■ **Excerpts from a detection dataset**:

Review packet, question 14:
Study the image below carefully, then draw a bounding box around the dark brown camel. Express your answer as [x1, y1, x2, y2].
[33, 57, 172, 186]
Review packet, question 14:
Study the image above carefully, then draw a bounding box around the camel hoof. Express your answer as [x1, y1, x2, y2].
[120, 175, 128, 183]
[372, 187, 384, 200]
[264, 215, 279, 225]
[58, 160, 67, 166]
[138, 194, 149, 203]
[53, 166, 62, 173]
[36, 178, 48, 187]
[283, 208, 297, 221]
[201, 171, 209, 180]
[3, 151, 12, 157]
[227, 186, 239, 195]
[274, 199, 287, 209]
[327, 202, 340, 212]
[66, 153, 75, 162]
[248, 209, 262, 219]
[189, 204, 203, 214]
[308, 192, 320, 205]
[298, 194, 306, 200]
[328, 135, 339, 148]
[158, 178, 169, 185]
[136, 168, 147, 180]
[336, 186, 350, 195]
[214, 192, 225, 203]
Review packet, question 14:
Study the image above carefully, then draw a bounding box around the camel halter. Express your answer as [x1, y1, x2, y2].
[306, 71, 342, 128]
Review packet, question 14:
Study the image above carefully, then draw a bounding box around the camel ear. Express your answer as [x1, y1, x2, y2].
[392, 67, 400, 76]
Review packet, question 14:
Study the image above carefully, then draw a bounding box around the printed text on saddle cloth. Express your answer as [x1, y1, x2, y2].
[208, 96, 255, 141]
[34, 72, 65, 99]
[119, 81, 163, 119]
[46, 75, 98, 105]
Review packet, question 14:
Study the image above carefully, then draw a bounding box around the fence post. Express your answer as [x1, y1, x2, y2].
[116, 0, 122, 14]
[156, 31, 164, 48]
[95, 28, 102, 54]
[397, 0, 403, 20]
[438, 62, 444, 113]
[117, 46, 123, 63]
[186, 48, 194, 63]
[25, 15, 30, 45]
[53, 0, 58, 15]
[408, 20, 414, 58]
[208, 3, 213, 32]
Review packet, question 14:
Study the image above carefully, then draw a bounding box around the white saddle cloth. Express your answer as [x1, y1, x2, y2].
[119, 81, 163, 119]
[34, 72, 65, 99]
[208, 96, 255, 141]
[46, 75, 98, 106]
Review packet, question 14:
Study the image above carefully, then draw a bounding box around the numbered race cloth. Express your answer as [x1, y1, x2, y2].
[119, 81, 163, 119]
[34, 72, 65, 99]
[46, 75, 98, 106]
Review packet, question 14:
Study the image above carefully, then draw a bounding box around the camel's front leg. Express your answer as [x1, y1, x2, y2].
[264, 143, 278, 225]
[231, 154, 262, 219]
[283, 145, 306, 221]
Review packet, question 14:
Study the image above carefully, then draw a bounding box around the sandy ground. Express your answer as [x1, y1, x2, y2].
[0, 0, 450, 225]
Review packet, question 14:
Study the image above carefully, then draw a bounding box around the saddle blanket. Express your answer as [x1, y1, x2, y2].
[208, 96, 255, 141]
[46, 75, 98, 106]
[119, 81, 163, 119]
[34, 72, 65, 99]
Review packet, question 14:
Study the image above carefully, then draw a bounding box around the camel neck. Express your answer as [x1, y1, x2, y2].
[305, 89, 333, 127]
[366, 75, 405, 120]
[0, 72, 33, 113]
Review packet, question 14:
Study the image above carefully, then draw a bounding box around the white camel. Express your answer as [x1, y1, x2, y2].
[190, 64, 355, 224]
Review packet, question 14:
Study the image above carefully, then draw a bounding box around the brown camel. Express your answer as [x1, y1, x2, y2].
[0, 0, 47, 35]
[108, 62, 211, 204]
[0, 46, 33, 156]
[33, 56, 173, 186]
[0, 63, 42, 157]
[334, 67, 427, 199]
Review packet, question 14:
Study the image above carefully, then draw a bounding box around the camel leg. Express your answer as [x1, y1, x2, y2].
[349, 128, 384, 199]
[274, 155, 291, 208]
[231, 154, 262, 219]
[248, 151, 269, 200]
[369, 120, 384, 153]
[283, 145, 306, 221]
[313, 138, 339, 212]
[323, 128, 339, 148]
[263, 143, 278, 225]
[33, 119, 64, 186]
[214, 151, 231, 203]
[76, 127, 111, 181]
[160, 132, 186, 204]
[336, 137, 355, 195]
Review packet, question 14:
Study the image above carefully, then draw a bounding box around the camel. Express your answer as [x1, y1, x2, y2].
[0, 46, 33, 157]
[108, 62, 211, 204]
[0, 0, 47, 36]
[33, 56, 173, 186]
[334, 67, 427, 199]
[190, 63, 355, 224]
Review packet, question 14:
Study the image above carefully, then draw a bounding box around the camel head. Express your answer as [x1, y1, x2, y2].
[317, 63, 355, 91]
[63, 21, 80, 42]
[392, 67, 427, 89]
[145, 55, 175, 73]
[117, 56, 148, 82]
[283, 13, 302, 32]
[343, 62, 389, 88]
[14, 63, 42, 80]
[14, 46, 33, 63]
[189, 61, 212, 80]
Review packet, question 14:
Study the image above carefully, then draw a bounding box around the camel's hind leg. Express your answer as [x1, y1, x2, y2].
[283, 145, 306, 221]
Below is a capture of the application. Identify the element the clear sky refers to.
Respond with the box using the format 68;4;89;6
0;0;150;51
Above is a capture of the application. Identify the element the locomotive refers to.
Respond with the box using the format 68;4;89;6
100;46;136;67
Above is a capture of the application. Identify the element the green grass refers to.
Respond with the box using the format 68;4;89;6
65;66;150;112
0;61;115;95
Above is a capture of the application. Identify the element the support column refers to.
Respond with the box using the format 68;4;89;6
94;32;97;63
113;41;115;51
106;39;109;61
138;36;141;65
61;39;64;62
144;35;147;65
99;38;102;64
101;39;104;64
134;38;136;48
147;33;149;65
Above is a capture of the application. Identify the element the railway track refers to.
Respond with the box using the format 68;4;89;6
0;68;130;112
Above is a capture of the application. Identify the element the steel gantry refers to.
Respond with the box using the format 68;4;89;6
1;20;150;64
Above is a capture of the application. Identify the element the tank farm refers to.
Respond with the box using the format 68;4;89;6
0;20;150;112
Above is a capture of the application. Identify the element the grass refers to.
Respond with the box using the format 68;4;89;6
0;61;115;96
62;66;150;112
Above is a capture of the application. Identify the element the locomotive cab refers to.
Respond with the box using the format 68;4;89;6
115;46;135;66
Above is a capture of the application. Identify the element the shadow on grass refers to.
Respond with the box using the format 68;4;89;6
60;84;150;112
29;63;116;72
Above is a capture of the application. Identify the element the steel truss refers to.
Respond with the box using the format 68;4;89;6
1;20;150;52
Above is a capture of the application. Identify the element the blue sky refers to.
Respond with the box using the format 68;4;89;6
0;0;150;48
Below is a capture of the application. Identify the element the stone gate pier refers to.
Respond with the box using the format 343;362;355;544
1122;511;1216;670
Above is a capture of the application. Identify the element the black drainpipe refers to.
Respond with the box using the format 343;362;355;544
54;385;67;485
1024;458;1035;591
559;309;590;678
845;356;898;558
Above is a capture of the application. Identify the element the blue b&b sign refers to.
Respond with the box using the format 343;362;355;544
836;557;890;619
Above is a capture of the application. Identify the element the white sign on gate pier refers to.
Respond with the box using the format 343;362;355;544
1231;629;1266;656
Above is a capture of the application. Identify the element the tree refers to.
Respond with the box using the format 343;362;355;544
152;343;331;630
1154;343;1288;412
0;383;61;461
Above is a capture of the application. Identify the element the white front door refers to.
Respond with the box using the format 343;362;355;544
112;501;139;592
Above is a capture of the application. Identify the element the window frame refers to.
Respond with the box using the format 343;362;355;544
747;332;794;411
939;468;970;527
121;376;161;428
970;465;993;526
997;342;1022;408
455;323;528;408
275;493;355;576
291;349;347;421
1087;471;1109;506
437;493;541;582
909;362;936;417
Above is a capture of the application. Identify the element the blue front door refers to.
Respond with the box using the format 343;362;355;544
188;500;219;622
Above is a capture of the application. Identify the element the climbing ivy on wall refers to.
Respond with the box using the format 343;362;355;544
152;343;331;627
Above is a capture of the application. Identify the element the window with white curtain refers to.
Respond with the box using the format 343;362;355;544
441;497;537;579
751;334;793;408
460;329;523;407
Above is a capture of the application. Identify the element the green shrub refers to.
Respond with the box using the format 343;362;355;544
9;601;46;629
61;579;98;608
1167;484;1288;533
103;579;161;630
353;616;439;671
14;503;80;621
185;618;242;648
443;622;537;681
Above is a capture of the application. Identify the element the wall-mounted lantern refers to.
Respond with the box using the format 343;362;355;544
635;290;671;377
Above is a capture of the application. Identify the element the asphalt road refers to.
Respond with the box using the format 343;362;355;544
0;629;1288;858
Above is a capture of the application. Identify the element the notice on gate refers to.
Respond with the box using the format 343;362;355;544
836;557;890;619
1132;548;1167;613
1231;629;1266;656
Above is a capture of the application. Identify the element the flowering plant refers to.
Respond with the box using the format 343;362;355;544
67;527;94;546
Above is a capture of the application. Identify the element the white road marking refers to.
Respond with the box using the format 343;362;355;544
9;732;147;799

■ **Exercise instructions**:
Copy the lines from the one that contains "lantern refers to." through the end of the entries, substituting "paved street" for "asphalt road" and changing nothing else.

■ **Reply**:
Above is a capture of the application. Identify the element the wall-mounted lantern refers to.
Respond with the box using the format 343;362;355;544
635;290;671;377
Above is a capture of the application. Identify the element the paved street refers to.
Respond with the box using the format 343;362;355;544
0;629;1288;858
Above is a capture of the application. Identify the element the notice on gate refers to.
Respond with the box using the format 343;362;355;544
836;557;890;619
1132;548;1167;613
1231;629;1266;656
Above is a capture of the application. Identify the element the flowering plant refers to.
Respond with the box using the format 343;362;355;544
67;527;94;546
Above is a capture of the application. Identify the element the white road marking refers to.
Respond with the box using the format 343;362;355;544
9;732;147;799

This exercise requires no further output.